From the data, copy out every line in which the word "below" appears.

**PROVIDED DATA:**
^^^^

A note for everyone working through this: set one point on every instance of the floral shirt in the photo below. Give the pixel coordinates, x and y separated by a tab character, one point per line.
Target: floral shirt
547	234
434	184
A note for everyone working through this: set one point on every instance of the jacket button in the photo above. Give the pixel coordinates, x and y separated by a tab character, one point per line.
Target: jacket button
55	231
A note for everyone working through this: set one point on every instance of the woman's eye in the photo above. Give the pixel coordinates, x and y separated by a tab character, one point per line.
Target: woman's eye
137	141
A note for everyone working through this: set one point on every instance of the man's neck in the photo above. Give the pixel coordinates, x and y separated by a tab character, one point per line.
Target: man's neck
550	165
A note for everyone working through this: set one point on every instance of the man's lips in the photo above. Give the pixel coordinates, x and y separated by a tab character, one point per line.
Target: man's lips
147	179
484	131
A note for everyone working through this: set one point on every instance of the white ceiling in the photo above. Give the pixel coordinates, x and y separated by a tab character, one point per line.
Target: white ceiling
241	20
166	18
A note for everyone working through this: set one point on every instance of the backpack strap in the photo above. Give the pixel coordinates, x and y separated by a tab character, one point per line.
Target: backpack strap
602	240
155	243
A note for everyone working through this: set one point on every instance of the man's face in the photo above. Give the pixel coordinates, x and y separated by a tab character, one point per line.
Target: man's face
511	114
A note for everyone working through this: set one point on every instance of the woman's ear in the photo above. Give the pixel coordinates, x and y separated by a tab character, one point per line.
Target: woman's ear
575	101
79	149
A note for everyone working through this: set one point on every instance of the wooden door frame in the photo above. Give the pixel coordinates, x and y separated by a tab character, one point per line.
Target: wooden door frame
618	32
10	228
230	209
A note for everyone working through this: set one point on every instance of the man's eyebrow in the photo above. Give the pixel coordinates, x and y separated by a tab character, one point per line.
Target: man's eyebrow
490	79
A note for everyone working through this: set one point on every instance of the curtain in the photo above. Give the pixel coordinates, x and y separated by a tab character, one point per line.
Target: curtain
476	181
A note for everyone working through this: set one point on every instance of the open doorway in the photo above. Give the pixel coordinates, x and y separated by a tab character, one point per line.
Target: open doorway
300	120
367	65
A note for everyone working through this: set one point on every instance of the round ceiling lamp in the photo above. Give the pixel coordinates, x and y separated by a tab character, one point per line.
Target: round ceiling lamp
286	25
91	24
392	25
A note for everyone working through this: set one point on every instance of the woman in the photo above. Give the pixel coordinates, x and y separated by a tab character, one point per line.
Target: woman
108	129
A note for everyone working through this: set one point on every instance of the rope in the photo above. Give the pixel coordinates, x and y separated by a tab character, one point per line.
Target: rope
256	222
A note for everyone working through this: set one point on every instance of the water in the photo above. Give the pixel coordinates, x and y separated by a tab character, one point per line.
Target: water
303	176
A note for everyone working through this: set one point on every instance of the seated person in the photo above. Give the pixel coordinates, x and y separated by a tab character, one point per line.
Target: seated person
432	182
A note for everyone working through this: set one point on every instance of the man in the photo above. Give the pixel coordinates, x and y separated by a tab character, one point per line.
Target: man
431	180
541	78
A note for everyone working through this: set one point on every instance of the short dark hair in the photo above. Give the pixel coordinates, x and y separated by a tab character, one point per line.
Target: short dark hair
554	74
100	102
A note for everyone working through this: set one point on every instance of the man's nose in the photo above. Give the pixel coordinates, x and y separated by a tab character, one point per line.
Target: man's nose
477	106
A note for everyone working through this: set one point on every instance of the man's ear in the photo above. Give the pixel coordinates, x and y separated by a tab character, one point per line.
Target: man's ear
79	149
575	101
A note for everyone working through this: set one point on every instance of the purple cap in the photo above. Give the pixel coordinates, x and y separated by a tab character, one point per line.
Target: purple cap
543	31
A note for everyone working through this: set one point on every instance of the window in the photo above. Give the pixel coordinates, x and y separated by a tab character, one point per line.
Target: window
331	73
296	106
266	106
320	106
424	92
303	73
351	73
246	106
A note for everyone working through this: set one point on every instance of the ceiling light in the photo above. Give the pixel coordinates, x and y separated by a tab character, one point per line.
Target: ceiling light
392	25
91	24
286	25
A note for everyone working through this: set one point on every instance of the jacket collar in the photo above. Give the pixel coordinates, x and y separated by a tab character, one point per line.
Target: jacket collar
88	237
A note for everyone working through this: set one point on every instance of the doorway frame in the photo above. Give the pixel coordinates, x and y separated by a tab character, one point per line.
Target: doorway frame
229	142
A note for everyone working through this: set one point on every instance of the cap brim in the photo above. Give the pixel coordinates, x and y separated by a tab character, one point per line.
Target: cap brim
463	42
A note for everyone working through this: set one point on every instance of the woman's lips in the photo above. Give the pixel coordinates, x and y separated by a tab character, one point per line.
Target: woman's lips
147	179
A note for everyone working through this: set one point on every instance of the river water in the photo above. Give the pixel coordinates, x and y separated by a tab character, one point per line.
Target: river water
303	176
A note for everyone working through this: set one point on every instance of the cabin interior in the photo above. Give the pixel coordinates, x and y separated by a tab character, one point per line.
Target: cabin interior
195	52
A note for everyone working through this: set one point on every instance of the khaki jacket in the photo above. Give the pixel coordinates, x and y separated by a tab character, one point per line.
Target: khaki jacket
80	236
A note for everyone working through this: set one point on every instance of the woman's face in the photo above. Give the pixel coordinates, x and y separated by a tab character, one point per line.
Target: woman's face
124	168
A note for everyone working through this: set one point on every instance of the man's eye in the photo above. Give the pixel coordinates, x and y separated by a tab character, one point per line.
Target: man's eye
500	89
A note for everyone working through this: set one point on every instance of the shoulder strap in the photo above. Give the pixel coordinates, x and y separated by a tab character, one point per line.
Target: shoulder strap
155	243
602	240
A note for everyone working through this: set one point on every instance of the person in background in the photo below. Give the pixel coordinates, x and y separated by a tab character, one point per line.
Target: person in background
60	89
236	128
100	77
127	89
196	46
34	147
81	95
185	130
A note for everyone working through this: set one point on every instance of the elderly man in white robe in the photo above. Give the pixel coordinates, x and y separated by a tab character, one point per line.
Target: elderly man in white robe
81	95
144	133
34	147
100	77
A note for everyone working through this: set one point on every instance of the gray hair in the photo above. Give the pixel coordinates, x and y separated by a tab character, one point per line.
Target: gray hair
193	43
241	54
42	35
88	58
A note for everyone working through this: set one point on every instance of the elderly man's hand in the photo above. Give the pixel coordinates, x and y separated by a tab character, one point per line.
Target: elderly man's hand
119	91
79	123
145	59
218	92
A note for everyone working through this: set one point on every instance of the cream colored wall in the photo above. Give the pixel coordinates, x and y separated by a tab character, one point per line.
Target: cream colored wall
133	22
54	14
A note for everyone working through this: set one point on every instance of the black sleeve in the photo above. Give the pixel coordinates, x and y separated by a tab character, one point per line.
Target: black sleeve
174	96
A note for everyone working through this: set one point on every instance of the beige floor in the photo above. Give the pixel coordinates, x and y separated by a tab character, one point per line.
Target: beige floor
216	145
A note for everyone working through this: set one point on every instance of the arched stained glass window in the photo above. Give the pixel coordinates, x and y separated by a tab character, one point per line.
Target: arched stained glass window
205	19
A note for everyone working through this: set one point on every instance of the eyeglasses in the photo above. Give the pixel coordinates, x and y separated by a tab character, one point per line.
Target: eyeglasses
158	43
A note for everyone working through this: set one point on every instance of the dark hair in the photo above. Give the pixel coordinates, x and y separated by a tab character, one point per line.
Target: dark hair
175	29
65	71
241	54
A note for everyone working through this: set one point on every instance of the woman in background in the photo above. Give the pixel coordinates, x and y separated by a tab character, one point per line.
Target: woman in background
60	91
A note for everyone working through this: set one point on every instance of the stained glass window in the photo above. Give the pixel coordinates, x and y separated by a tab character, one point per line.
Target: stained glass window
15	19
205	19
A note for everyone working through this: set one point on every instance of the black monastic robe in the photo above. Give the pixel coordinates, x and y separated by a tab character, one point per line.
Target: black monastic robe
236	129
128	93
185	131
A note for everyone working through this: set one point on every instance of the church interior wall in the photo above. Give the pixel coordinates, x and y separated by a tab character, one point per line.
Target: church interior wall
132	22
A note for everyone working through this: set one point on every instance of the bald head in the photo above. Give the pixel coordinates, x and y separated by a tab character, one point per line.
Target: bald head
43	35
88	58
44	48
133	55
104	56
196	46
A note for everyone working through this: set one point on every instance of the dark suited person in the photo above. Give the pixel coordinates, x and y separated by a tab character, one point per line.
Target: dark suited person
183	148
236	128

^^^^

**RESULT OF THE TASK:**
A note for everyone working through this: set one point on every instance of the floral shirt in the photo below. Give the pixel coordinates, x and y separated by a tab character, one point per line.
A note for everyone working through this: set one point on every instance of the person in background in the photo below. Give the pixel coordinates, x and y separated by a tab character, one point per line.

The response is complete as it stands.